> **Document segment**:
[Start of section]
Portrait : Teresa Chin, volunteer

Written by Anna Chumbe

Teresa has been a part of our volunteer team in accompaniment for the past two and a half years. A discrete and serene person, what particularly interests her is working with people, which she has often done in both a teaching and nurturing position. Her life’s work bears evidence of this: after a career teaching English as a second language to high school students in Mont Tremblant, she moved back to Montreal upon retiring and now supervises student teachers at McGill Education. During the pandemic, she completed the End of Life Doula training, which places emphasis on the function of accompaniment in the process of dying. Teresa’s deep interest in caring for others in a direct and interpersonal manner extends to non-humans as well: she has a dearly beloved cat named Mushi, and her love for the animal can be seen throughout her house (including the cats on her cell phone case). “A little boy I babysat counted all the cat-related items in my house,” she laughs. “There were seventy-six!”

Teresa comes here twice a week, on Wednesday and Saturday mornings, to help the orderlies and accompany the patients. Teresa has a particularly transcendent way of seeing life—death included. “We need to ask: how do you want to prepare?” she says. She believes that death has become too medicalized, separate from life. “We need to change that,” she asserts.

Talking with Teresa is a treat. She has a gentle yet powerful presence that radiates peace. She is very non judgemental. When asked to name someone she admires, she responded instantly, “My mother.” She is amazed by her mother’s capacity to love without judgment, to give without reservations. “When you have children, you have to love them to the end,” her mother told her once. What she admires is how her mother lives this out, true to her word. “We have to remove all traces of judgment, as much as we can,” Teresa says, “That’s the goal.”
[End of section]
> **Task 1**:
Answer these questions using the portrait of Teresa Chin.
(a) Where did Teresa teach English as a second language, and to whom?
(b) On which days of the week does Teresa come in?
(c) Whom did Teresa name when asked about someone she admires?
> **Task 2**: Carry on the portrait of Teresa Chin from its final sentence, writing what could come next.

> **Information supplied**:
[Start of section]
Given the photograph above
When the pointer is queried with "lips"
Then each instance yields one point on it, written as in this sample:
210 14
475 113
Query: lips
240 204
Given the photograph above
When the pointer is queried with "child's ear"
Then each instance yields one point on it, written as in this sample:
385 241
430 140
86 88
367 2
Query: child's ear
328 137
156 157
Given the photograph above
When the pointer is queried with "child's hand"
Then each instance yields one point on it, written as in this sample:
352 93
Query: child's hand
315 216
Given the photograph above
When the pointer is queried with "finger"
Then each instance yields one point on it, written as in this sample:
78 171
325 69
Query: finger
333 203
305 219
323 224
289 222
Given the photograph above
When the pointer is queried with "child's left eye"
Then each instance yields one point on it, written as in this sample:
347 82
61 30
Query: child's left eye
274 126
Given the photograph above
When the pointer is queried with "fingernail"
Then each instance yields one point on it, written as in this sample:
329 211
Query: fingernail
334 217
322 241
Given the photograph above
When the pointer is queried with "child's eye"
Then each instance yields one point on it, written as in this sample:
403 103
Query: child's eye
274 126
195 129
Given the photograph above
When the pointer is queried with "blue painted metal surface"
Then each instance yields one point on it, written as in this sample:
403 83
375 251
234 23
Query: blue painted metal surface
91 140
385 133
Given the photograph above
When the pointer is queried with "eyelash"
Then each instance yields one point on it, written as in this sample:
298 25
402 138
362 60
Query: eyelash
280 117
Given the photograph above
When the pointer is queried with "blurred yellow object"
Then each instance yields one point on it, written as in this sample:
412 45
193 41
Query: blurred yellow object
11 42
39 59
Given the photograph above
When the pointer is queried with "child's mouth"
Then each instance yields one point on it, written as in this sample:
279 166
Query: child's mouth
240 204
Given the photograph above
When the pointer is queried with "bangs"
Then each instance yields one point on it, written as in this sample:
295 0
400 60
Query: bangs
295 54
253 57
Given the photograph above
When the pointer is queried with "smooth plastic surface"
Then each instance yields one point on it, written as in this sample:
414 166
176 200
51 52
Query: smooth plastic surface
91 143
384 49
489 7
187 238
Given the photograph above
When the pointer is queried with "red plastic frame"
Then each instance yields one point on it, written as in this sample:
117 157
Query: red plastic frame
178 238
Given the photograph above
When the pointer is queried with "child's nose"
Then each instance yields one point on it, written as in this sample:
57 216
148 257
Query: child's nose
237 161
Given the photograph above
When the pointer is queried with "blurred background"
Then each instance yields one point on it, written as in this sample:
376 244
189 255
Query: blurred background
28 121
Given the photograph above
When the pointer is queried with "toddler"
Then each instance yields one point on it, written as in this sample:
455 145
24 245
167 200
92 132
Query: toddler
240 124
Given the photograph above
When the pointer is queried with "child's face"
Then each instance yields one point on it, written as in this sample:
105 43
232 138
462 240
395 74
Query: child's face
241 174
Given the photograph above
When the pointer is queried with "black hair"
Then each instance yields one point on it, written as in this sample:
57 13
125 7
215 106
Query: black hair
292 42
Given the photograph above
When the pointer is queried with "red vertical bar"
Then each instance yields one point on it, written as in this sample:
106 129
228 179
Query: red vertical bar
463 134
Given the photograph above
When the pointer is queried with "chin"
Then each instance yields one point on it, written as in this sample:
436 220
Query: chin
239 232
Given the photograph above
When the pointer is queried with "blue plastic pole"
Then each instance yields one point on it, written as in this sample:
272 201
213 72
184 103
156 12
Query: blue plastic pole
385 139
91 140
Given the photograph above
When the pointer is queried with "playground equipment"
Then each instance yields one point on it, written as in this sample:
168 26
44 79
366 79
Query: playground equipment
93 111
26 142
[End of section]
> **Reply 1**:
(a) In Mont Tremblant, to high school students.
(b) Wednesday and Saturday mornings.
(c) Her mother.

> **Reply 2**:
Teresa seems to possess a rare sense of narrative that runs through everything she says and believes. She studied Creative Writing and Applied Linguistics, and she seems to capture the essential without putting it into so many words. What she loves the most about working here are the people, those living with an incurable illness. “You learn so much. Everyone is so kind.” Teresa shares the point of view of many volunteers that volunteering is, in a way, “selfish” because she gains so much from the work and the people and it makes her happy.

When asked what message she wanted to leave to you, the reader, she answered, “Look for the sublime in every day.” She mentioned German filmmaker Wim Wenders’ new film “Perfect Days” as a way to illustrate this. What stood out for her was when the protagonist, stepping out of his house in the early morning on his way to work, pauses to watch the first rays of sunlight resting on the trees. There is something unspeakably fulfilling in the act: for the moment, nothing else exists. That’s what I like about working with people, she says: everything else pales away – all the other stuff. There’s just love, always just that, in this moment.